**Task requirements:** Go through the records below and pull out every line that contains the word "teeth", copying each one in full. Matching is case-sensitive.

**Supplied data:**
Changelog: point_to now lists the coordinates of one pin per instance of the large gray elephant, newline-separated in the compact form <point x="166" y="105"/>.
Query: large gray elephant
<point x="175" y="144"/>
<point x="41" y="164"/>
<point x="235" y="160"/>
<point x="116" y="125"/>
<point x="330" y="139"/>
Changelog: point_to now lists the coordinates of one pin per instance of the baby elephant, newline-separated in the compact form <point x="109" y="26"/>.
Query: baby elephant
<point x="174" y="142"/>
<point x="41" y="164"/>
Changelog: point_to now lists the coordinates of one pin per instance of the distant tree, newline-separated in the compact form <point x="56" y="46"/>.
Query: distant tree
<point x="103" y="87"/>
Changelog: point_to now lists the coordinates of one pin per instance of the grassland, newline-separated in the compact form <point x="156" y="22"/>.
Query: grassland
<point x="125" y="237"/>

---

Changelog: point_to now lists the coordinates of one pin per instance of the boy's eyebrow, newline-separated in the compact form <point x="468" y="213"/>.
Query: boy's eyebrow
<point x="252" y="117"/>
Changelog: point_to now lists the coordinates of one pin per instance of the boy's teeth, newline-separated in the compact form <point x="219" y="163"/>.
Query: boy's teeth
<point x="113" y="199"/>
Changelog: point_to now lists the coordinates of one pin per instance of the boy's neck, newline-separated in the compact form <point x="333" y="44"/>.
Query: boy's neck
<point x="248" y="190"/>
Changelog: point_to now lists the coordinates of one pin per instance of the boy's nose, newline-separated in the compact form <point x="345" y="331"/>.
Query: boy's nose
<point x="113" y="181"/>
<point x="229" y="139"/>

**Correct output:**
Changelog: point_to now lists the coordinates of one pin per instance of the boy's teeth, newline-separated in the compact form <point x="219" y="163"/>.
Query: boy's teeth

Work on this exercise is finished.